+++ Material supplied +++

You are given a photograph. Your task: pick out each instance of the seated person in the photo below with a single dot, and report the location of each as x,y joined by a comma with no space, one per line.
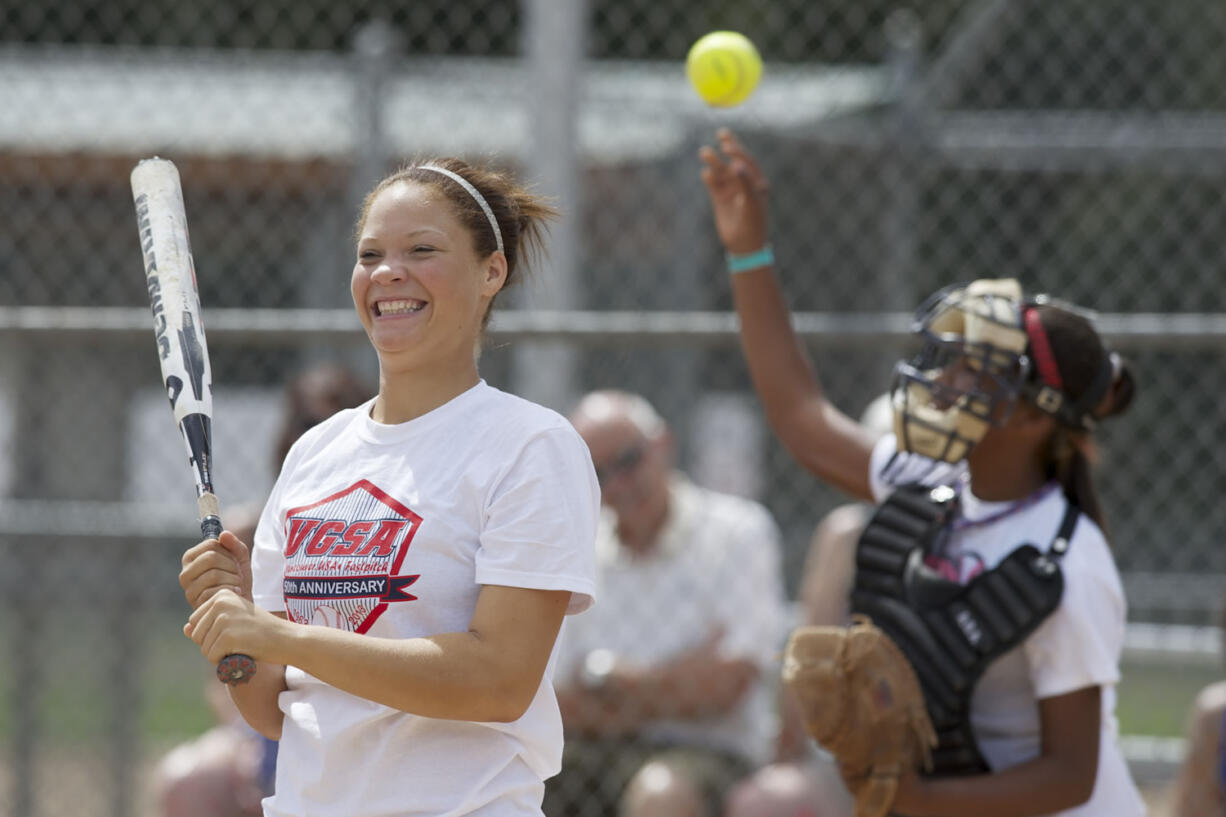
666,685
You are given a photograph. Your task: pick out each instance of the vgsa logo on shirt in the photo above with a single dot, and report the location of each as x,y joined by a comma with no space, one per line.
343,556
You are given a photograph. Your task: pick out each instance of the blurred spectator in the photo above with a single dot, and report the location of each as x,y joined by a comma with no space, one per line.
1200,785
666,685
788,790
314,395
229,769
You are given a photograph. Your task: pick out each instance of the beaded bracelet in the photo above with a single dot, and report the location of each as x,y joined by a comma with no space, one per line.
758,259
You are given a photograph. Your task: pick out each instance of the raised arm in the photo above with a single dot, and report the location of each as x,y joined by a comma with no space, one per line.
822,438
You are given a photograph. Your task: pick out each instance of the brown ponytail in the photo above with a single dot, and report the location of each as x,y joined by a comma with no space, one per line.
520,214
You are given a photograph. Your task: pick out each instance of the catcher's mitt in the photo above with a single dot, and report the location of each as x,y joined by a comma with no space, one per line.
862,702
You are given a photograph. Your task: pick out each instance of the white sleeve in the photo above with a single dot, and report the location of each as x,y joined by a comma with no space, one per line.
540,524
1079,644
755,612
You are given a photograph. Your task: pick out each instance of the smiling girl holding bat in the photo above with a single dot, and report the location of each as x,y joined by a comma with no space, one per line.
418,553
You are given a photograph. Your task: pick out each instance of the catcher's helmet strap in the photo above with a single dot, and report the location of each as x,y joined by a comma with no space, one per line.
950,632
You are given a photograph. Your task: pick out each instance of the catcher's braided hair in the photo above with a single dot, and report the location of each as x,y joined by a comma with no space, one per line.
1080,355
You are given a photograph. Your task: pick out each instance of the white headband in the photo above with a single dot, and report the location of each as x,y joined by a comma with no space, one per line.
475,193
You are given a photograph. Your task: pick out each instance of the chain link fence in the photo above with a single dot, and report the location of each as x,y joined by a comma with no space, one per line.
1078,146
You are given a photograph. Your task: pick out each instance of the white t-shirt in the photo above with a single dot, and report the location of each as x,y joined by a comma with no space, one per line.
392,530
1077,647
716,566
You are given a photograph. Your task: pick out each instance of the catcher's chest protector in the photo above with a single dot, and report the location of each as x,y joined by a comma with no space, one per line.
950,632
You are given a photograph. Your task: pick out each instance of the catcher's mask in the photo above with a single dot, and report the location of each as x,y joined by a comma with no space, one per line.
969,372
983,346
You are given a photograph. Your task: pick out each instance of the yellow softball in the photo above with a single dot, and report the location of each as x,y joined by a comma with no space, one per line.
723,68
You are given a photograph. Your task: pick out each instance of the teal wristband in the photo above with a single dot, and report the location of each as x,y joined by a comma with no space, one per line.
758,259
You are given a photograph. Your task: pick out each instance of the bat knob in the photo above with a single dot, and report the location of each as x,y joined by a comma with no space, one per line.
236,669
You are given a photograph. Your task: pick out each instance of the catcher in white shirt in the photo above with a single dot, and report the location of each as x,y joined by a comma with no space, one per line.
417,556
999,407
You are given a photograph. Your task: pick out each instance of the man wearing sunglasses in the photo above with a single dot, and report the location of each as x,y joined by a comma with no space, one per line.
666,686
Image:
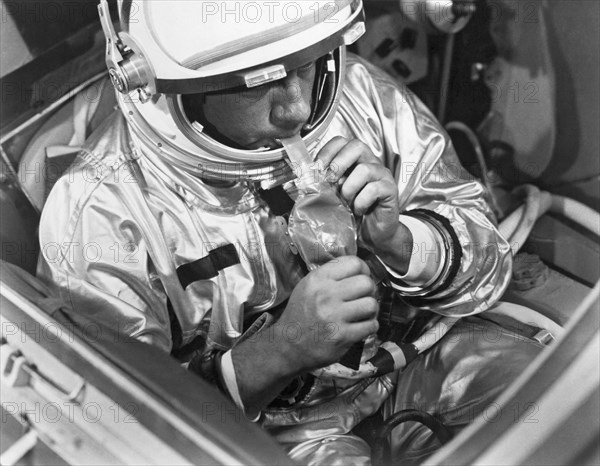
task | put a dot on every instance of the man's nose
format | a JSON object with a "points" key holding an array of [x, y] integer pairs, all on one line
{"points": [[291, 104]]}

+++

* **Task directions**
Make an exact copy of the whole listing, but don't bring over any pictures.

* **Response below**
You are given a photograph. Your task: pick out each instance of the seated person in the photo below with a single dot, and report the location of each as x,y joined by a comma with no space, one per line.
666,685
You are given a photograph. Your task: pick out each instance of the vgsa logo on shirt in the photo above with a single dot, and report the location of each as x,y joined by a comma with no space, one per line.
343,556
You are given a photograph. Your task: pick out each instance of the blurred spectator in the photo above with a single dot, and report the location of each as x,y joined by a comma with no space, one per line.
1200,785
666,685
788,790
314,395
229,769
You are given a photograph. Your task: pick out each instance of the beaded bracelet in the photo above with a single dot, and report the location of each as x,y joined by a comma with no space, one per line.
758,259
You are given a photograph. Your task: pick out each instance of the raised arm in the photo above with a single dot, and report the location of each as x,y joined by a comma with no space, one per line.
822,438
You are given a photograph. Your task: pick out each instance of the brown ponytail in the photo above with a single dot, and report the location of each as x,y joined by a comma with no space, one per line.
520,214
You are given a photograph. Your task: pick out each instance of the catcher's mitt in the photo above with a single dot, and report the location of each as x,y joined by a comma with no space, one per line.
862,702
You are given a photograph. Your task: pick out each instance of the white sleeve in the photo above with a single dot, and report the location of each as x,y joined by a comma with no space, one per line.
540,524
1079,644
755,612
You are given a photograph. Your task: pick out each instance of the smiling girl holding bat in the photo above with a single dot, and report the location of each as x,y joined by a comma with no space, one per line.
418,553
You are given a photograph. Your task: pick out each instance of the catcher's helmet strap in the photo above with a single dot, and report the location of each as x,y joined by a comma with no space, one per line.
950,632
You are given a photograph. Your task: pick out each instance of the catcher's braided hair in the photo above with a single dot, and report the location of each as x,y joined by a comma with no space, one per line.
1080,355
You are given a photograph. Your task: pick out each instance of the white headband in the photo above with a single dot, and report the location of each as x,y joined by a comma with no space, one per line.
475,193
You are given a photograph. Your task: pick out each instance of the chain link fence in the photo above with a single dot, and report the location of each as x,y joined by a comma with no space, one per line.
1078,146
You are given a photograph. Your task: pick out each instance of the white t-shirt in the photo above with a single dot, and report the location of each as x,y joined by a comma with no space, one per line.
392,530
1077,647
716,566
You are given a photograph. Your task: pick out each instance of the catcher's chest protector in the photo above with a single dot, and report the location of each as x,y joined by a comma with no space, one per line.
950,632
You are given a photograph. Your task: pick out each instance of the catcher's mask in the photo above with a single dot, and report the location of each as x,y joined by a comma with no space, one per line.
969,372
983,346
You are given a photograph. Your task: pick out each instance of the yellow softball in the photo above with a single dot, and report the location of each as x,y joined by a comma with no space, one per line.
723,68
You are given a photograph. Your task: pick out each instance of the teal wristband in the photo above with a single dot, and report the location of each as x,y joined by a comma with no space, one per line.
758,259
You are given a photograph. Your task: pick out each instance of the bat knob in the photo above with a single dot, and report the location of each as x,y joined by a comma with no space, one per line.
236,669
You are given a photograph. Your task: pick out each instance of the catcher in white shirt in the photo above with a single dot, and report the location of each as x,y joined by a comma with no space, one per line.
417,556
999,407
You are given a photograph. Your task: pick out each instance of the man wearing sunglasses in the photo above with a single dot, and report the location of each as x,y joined by a comma with no space, one per line.
666,686
Image:
task | put a dot on every instance of the man's nose
format | a JSON object with a "points" key holding an array of [x, y] integer pairs, all on one line
{"points": [[291, 104]]}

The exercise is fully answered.